─── MATERIAL FOR THIS TASK

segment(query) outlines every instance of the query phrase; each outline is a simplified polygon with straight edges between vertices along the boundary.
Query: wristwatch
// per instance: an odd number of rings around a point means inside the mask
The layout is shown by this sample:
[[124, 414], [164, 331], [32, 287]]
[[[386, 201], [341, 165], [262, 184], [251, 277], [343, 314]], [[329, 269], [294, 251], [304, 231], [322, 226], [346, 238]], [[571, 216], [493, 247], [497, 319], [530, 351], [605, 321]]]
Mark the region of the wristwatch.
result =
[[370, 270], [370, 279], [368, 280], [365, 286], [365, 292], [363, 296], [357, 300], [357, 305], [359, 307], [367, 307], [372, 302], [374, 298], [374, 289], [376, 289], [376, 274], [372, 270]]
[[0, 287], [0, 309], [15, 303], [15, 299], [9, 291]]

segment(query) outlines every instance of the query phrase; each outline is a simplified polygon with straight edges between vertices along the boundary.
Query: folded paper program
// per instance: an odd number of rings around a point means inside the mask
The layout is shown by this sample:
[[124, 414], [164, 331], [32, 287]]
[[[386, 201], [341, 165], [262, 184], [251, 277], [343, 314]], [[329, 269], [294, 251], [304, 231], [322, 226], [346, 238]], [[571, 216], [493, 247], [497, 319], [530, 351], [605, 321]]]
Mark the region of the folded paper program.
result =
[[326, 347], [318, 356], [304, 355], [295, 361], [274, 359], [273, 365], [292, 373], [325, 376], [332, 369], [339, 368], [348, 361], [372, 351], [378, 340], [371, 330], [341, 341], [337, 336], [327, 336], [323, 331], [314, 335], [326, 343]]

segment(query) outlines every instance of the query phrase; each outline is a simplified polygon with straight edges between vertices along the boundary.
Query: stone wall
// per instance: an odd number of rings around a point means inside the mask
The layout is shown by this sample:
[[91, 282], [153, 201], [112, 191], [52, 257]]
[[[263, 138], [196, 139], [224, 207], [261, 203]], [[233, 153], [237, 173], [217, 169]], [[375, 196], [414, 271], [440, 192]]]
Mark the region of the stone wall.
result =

──────

* [ASSIGNMENT] An exact restatement of the data above is required.

* [TASK SOLUTION]
segment(query) outlines every instance of the query phrase; each outline is a simplified polygon with straight edges between vertices along the boundary.
Query: wristwatch
// per instance: an odd number of rings around a point means inside the mask
The layout is shown by this sample:
[[124, 414], [164, 331], [32, 287]]
[[[386, 201], [341, 165], [262, 184], [251, 277], [343, 314]], [[329, 269], [294, 251], [304, 231], [322, 226], [346, 238]], [[571, 216], [493, 247], [497, 319], [530, 351], [605, 321]]]
Mark the region of the wristwatch.
result =
[[370, 270], [370, 279], [368, 280], [365, 286], [365, 292], [363, 296], [357, 300], [357, 305], [359, 307], [367, 307], [372, 302], [374, 298], [374, 289], [376, 289], [376, 274], [372, 270]]
[[0, 287], [0, 309], [15, 303], [15, 299], [9, 291]]

segment(query) outlines every instance of the query phrase; each outline is a simplified polygon with straight edges between vertices along the boundary.
Query: folded paper program
// per instance: an odd number of rings around a point means inside the mask
The layout is shown by this sample:
[[124, 414], [164, 331], [32, 287]]
[[[386, 201], [341, 165], [262, 184], [251, 277], [343, 314]], [[329, 269], [294, 251], [304, 231], [322, 226], [346, 238]], [[571, 216], [493, 247], [497, 319], [530, 351], [605, 321]]]
Mark the region of the folded paper program.
result =
[[326, 347], [318, 356], [304, 355], [295, 361], [274, 359], [273, 365], [292, 373], [325, 376], [332, 369], [339, 368], [348, 361], [372, 351], [378, 340], [371, 330], [341, 341], [337, 336], [327, 336], [323, 331], [314, 335], [326, 343]]

segment(query) outlines every instance of the query phrase; each outline is a simplified polygon with straight edges between vertices along the boundary.
Query: stone wall
// per instance: an odd number of rings around a point means inside the mask
The layout is shown by this sample:
[[91, 282], [153, 201], [112, 191], [52, 257]]
[[[263, 138], [196, 139], [224, 207], [261, 203]], [[233, 153], [237, 173], [217, 169]], [[375, 196], [414, 271], [440, 192]]]
Mark the region of the stone wall.
result =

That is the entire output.